> WORK TO COMPLETE:
Each of the lines below must be retyped character for character.

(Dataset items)
----------

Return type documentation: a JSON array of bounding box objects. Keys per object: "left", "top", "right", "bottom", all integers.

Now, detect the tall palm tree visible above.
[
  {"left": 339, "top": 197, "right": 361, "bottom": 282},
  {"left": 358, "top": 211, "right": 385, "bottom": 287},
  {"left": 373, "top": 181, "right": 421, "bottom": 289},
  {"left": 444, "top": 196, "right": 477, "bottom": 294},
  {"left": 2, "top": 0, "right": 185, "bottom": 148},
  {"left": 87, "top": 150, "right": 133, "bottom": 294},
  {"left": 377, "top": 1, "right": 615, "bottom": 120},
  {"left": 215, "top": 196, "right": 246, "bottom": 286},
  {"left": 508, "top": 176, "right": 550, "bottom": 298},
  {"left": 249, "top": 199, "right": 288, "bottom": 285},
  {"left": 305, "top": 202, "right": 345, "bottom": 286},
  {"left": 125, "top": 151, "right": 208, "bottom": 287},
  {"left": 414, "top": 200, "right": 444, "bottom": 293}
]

----------

> REPLY TO THE TASK:
Return type documentation: a JSON array of bounding box objects. Keys per object: "left", "top", "right", "bottom", all integers.

Now, detect the tall palm tree visible above.
[
  {"left": 339, "top": 197, "right": 361, "bottom": 282},
  {"left": 358, "top": 211, "right": 385, "bottom": 287},
  {"left": 373, "top": 181, "right": 421, "bottom": 289},
  {"left": 444, "top": 196, "right": 477, "bottom": 294},
  {"left": 2, "top": 0, "right": 185, "bottom": 148},
  {"left": 87, "top": 150, "right": 133, "bottom": 294},
  {"left": 377, "top": 1, "right": 615, "bottom": 120},
  {"left": 215, "top": 196, "right": 246, "bottom": 286},
  {"left": 508, "top": 176, "right": 550, "bottom": 298},
  {"left": 249, "top": 199, "right": 288, "bottom": 285},
  {"left": 305, "top": 202, "right": 345, "bottom": 286},
  {"left": 125, "top": 151, "right": 208, "bottom": 287},
  {"left": 414, "top": 200, "right": 444, "bottom": 293}
]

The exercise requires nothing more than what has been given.